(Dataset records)
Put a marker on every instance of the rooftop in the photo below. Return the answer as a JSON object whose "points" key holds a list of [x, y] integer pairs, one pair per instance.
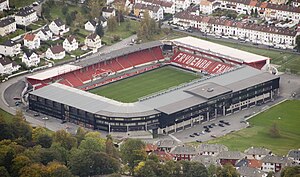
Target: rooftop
{"points": [[220, 49]]}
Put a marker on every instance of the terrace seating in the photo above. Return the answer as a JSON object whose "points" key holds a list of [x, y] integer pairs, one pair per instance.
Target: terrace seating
{"points": [[72, 79]]}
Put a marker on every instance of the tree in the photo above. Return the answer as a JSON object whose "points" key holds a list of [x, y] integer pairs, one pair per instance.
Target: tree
{"points": [[111, 24], [84, 168], [37, 132], [65, 9], [99, 30], [95, 7], [104, 164], [110, 148], [3, 172], [291, 171], [44, 140], [227, 171], [298, 43], [274, 131], [65, 139], [18, 163], [133, 152], [34, 170], [212, 170]]}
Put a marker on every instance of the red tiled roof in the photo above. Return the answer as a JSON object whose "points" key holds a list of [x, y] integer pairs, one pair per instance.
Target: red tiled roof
{"points": [[29, 37]]}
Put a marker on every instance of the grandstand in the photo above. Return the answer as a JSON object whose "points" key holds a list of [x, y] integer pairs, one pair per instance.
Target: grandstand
{"points": [[231, 83]]}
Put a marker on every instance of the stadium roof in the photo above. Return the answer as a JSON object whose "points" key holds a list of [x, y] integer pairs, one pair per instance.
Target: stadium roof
{"points": [[169, 102], [54, 72], [220, 50], [117, 53]]}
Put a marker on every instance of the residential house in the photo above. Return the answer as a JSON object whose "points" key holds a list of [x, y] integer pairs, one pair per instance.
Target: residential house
{"points": [[45, 34], [250, 172], [206, 160], [58, 27], [230, 157], [256, 152], [150, 148], [93, 41], [4, 5], [7, 66], [211, 149], [56, 52], [70, 44], [108, 12], [7, 26], [30, 58], [168, 6], [32, 41], [10, 48], [166, 144], [253, 163], [26, 16], [294, 154], [183, 152], [295, 3], [103, 21], [90, 25], [155, 12], [274, 163]]}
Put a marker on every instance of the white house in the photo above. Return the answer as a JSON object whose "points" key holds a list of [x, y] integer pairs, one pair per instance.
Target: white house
{"points": [[4, 5], [58, 27], [274, 163], [70, 44], [257, 153], [103, 21], [32, 41], [7, 25], [155, 12], [7, 66], [93, 41], [108, 12], [10, 48], [26, 16], [56, 52], [30, 58], [90, 25], [45, 34]]}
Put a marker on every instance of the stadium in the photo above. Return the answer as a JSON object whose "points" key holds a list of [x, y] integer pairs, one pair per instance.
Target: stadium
{"points": [[161, 86]]}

PROMPT >>
An exact copy of all the entries is required, and it must contain no pictures.

OUTPUT FOR THIS EXERCISE >>
Put a marker on every instance of the rooftop in the photo below. Return the answer as a JSON object whose "points" key holds a list of [x, y] integer pairs, one pair per instance.
Target: rooftop
{"points": [[220, 49]]}
Put a marker on every instance of the terrace seating in the photo above. Return the answer as a JSON object whose "points" key holds a list of [x, y] integer pairs, one pair per instance.
Target: terrace seating
{"points": [[72, 79]]}
Put a marker on every instance of the tree in the photo above. Return the answer as a JSON object whose "points" key holds a list of [x, y] integer pairs, one pair per instance.
Target: tree
{"points": [[111, 24], [84, 168], [37, 132], [65, 9], [99, 30], [95, 7], [104, 164], [110, 148], [3, 172], [291, 171], [44, 140], [227, 171], [298, 43], [274, 131], [65, 139], [18, 163], [133, 152], [34, 170], [212, 170]]}
Put a marker on every instance of the red tiled roof in the photo above. Return the answer as a JSON object whose "points" key holds a list of [x, y] integer pairs, one pair per instance.
Target: red tiled roof
{"points": [[29, 37]]}
Put a marker on every instance of the grandstand in the photo above. Return the answer as a JSON object whose "points" key holds a list of [x, y] integer pairs, one pair per instance.
Target: grandstand
{"points": [[231, 83]]}
Put a marker on every instance of the stadium roof in the photo above. Return the answer as a JSON object whose "points" key holds a list of [x, y] integer pairs, one pair per instance.
Target: stadium roof
{"points": [[169, 102], [54, 72], [220, 50], [117, 53]]}
Put a marker on every instance of the residential house in the photo above. Return the answer as a JSON object whose "points" key holds a list of [x, y] integer pairs, one pair per instance.
Target: residential house
{"points": [[45, 34], [250, 172], [206, 160], [58, 27], [230, 157], [256, 152], [150, 148], [93, 41], [4, 5], [7, 66], [211, 149], [56, 52], [70, 44], [108, 12], [7, 26], [30, 58], [168, 6], [32, 41], [10, 48], [166, 144], [253, 163], [26, 16], [294, 154], [183, 152], [295, 3], [103, 21], [90, 25], [155, 12], [274, 163]]}
Put a marker on every instance of the white house in the photo above. Return the answer as a JSON object whose "points" key holds a list of [x, y] integer pairs, one pair per instance.
Target: white house
{"points": [[4, 5], [58, 27], [274, 163], [70, 44], [257, 153], [103, 21], [32, 41], [7, 25], [155, 12], [7, 66], [93, 41], [108, 12], [10, 48], [26, 16], [56, 52], [30, 58], [90, 25], [45, 34]]}
Put a marker on every instance of the stadium in the photo above. Return the answer as a JSON object whose "points" key holds a list of [x, y] integer pairs, one pair per instance.
Target: stadium
{"points": [[161, 86]]}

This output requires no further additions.